Stored entries:
▼
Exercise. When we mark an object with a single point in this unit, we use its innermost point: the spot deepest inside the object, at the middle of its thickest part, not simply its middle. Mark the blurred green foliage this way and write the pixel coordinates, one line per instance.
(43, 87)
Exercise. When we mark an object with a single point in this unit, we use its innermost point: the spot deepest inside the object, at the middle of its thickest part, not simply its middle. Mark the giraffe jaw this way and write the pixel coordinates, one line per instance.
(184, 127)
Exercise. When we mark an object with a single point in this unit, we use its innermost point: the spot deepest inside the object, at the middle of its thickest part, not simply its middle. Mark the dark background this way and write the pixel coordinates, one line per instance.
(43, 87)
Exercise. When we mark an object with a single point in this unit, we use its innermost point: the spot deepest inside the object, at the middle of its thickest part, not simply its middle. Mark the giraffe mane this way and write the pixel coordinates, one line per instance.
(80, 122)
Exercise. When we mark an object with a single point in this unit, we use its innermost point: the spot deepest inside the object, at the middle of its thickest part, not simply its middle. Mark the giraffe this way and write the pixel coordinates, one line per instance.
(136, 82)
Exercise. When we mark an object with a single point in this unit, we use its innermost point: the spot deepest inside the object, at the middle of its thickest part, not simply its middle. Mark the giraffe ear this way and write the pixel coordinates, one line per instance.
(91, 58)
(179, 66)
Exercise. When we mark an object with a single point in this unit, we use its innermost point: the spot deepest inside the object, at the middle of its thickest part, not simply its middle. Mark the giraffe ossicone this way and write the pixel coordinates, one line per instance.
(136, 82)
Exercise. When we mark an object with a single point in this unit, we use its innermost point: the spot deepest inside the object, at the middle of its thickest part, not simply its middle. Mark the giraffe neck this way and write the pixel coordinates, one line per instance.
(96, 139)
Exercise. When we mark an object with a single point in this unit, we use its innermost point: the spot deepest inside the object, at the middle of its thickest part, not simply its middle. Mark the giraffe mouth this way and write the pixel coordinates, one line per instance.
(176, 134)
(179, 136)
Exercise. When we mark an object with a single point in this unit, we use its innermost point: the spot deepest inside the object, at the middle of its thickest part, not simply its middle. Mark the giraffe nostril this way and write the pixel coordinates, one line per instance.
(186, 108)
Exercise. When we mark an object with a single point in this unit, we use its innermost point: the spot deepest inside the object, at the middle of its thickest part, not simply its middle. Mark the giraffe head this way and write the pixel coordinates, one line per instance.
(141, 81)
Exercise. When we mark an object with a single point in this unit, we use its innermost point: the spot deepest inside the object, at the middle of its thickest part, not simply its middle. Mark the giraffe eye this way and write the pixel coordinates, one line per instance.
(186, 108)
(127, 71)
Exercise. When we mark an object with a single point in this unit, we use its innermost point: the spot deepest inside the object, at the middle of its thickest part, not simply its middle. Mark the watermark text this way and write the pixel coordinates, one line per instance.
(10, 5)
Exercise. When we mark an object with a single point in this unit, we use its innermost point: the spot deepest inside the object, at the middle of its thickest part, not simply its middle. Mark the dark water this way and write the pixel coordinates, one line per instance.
▲
Provide an exact reproduction of all the entries shown above.

◆ **Exercise solution**:
Exercise. When we mark an object with a single point in this unit, we use its innermost point: the spot deepest inside the object, at the middle of its thickest part, not simply its middle. Mark the blurred green foliage this way and write the pixel coordinates, one line per instance.
(43, 87)
Exercise. When we mark an object with a single point in this unit, we use its innermost point: the spot deepest inside the object, at the middle of its thickest part, not simply its middle. Mark the giraffe jaw this way and write the pixel coordinates, one line per instance.
(184, 127)
Exercise. When we mark an object with a single point in this unit, we use its innermost point: the spot deepest inside the object, at the middle of its thickest part, not simply its middle. Mark the dark background this way and write the pixel coordinates, one line per instance.
(43, 87)
Exercise. When we mark an object with a single point in this unit, we use its innermost point: the spot deepest inside the object, at the middle of its thickest part, not simply its middle. Mark the giraffe mane this way and write the pixel coordinates, one line per instance.
(80, 122)
Exercise. When we mark an object with a single point in this unit, we use its innermost point: the spot deepest inside the object, at the middle of its thickest part, not simply its middle. Mark the giraffe this way and write the pixel coordinates, one line per instance.
(136, 82)
Exercise. When we mark an object with a single point in this unit, we use its innermost point: the spot deepest inside the object, at the middle of its thickest part, not simply its middle. Mark the giraffe ear this way and write the pixel coordinates, one line per instance.
(91, 58)
(179, 66)
Exercise. When we mark an object with a single point in this unit, we use its innermost point: the spot deepest inside the object, at the middle of its thickest part, not simply its middle. Mark the giraffe ossicone this way and write the pixel coordinates, one line per instance.
(136, 82)
Exercise. When we mark an object with a single point in this unit, we use its innermost point: the spot deepest inside the object, at the middle of its thickest part, not simply its middle. Mark the giraffe neck this way and write the pixel coordinates, one line per instance.
(96, 139)
Exercise. When we mark an object with a single point in this unit, we use its innermost point: the spot deepest inside the object, at the middle of its thickest part, not simply its middle. Mark the giraffe mouth this way and write the pixel coordinates, one line per instance.
(176, 134)
(179, 136)
Exercise. When we mark an object with a single point in this unit, we use its innermost point: the spot deepest inside the object, at the middle of its thickest part, not simply its middle. Mark the giraffe nostril this way and write the pixel coordinates, one line per instance.
(186, 108)
Exercise. When we mark an object with a single point in this unit, we use its innermost point: the spot deepest inside the object, at the middle of its thickest part, not simply its middle. Mark the giraffe head this way and write the pixel coordinates, one line per instance.
(141, 81)
Exercise. When we mark an object with a single point in this unit, we use its innermost point: the spot deepest inside the object, at the middle of its thickest part, not simply its middle. Mark the giraffe eye this way and write the pixel coordinates, one line per instance.
(186, 108)
(127, 71)
Exercise. When we mark an object with a single point in this unit, we use its innermost point: the spot deepest inside the object, at the middle of its thickest part, not simply its middle. Mark the watermark text this way and write the pixel coordinates, one line per instance.
(10, 5)
Exercise. When we mark an object with a single point in this unit, we use its innermost point: the spot deepest inside the object, at the middle of its thickest part, not simply its middle. Mark the dark water this way and write the pixel coordinates, one line per instance.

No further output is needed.